Page excerpt:

Be prepared for the possibility of your friends finding out. In worst case scenarios, some wives try to bully their soon to be ex-husband into submission with the threat of outting them to their friends and family. Give a bully an inch, and they’ll wring you for all that you have. Some of your friends and family may disassociate themselves from you. You will gain new friends in time – friends who love and accept you as you are, and not just for some facade they’re comfortable seeing. Don’t forget that some friend/family may react poorly at first, and have a change of heart after things settle in. They will discover that you’re still the same good person they’ve always known and loved.
Tough times ahead
Whatever the outcome, keep in mind that the pain and suffering you are experiencing now is only temporary. It may not feel that way today, but it will indeed pass. However things go, you will emerge from this as a stronger, wiser, and better person.
What is important is weathering the storm, and reclaiming your life. You can and will do just that. It may not be easy, but it is absolutely attainable. Be it with your wife, or with a new love in the future, you will experience happiness once again.

[Excerpts of pointing data]

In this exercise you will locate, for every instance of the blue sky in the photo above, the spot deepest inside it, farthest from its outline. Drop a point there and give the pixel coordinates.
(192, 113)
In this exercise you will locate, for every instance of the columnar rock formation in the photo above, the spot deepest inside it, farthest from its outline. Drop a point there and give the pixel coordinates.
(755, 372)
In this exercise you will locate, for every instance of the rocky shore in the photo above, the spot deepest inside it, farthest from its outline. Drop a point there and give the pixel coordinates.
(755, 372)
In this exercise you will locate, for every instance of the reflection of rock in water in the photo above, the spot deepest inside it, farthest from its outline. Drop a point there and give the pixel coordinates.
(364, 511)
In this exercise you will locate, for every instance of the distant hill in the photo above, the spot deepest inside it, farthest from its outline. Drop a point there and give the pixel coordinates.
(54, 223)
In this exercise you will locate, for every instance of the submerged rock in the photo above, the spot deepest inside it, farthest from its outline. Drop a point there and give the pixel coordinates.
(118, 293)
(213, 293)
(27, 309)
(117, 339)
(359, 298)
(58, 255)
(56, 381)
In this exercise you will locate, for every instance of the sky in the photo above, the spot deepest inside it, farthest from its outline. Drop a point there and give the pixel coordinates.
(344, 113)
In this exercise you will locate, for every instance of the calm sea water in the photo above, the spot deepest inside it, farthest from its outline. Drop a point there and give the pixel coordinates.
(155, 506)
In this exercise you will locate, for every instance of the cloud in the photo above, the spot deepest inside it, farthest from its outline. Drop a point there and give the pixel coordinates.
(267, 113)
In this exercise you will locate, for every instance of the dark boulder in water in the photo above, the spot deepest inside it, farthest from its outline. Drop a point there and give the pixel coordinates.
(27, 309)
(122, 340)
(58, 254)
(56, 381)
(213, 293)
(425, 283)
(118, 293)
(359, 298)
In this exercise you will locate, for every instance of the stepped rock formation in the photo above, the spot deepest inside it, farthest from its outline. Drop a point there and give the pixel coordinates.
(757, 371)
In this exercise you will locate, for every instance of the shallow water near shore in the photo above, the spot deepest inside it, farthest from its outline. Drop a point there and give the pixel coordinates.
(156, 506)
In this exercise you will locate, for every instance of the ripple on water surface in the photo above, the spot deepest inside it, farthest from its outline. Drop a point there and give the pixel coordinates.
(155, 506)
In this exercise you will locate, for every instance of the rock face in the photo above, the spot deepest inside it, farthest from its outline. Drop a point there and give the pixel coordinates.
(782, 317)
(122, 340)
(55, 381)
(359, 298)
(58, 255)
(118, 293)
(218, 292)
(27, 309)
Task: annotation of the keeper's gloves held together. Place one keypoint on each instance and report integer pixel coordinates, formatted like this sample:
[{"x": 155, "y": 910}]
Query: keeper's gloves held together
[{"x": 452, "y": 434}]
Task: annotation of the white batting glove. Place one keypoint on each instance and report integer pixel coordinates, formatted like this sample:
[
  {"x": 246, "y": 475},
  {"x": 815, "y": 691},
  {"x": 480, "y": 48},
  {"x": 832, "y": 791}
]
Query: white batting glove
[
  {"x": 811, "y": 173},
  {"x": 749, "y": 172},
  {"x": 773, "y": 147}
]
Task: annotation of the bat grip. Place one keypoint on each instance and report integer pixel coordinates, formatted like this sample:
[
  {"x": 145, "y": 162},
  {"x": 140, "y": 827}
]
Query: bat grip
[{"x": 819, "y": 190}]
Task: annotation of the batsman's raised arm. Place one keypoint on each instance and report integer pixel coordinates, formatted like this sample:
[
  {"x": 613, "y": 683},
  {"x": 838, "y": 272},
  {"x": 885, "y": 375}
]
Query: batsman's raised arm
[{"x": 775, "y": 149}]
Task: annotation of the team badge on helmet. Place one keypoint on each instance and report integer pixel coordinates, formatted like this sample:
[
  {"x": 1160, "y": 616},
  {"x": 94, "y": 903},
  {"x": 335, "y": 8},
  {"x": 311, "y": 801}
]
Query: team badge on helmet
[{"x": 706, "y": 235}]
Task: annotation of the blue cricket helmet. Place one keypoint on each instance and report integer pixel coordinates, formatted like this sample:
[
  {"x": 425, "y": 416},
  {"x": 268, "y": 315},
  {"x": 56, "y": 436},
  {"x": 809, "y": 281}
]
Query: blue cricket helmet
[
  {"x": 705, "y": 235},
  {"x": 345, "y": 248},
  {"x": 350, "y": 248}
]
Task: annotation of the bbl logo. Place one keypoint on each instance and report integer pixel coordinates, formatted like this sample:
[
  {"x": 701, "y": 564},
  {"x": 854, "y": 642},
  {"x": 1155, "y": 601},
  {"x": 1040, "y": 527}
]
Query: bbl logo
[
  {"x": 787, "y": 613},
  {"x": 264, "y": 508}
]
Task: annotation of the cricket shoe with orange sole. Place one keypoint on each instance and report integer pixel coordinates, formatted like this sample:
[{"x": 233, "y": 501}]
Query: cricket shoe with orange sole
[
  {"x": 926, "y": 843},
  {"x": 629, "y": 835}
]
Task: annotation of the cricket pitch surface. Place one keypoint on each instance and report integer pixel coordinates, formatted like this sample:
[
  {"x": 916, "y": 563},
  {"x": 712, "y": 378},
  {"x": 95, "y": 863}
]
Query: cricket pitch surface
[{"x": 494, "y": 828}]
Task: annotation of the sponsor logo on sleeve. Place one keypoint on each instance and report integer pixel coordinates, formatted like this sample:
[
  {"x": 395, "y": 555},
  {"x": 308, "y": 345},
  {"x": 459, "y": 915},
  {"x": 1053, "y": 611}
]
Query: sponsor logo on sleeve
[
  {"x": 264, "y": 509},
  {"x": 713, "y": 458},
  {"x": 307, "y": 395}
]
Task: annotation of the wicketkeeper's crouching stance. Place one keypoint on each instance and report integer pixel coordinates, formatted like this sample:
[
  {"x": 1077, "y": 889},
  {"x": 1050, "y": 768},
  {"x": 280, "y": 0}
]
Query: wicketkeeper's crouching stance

Complete the following:
**1.** In the advice passage, what do some wives threaten their soon-to-be ex-husbands with in worst-case scenarios?
**2.** Proceed with the advice passage, picking up right after its final sentence.

Results for the exercise:
**1.** Outing them to their friends and family.

**2.**
Hang in there and don’t loose hope. I wish you and your family all the best.
Offer your input to help a struggling family
I would ask those of you who have been where Nora is now to please offer your input. If you were able to work things out, what seemed to help the most? If things didn’t work out, can you share any insight or important lessons learned? How did you ensure the best possible arrangement for your kids if there was a divorce? What advice can you offer up that you wish someone could have suggested to you?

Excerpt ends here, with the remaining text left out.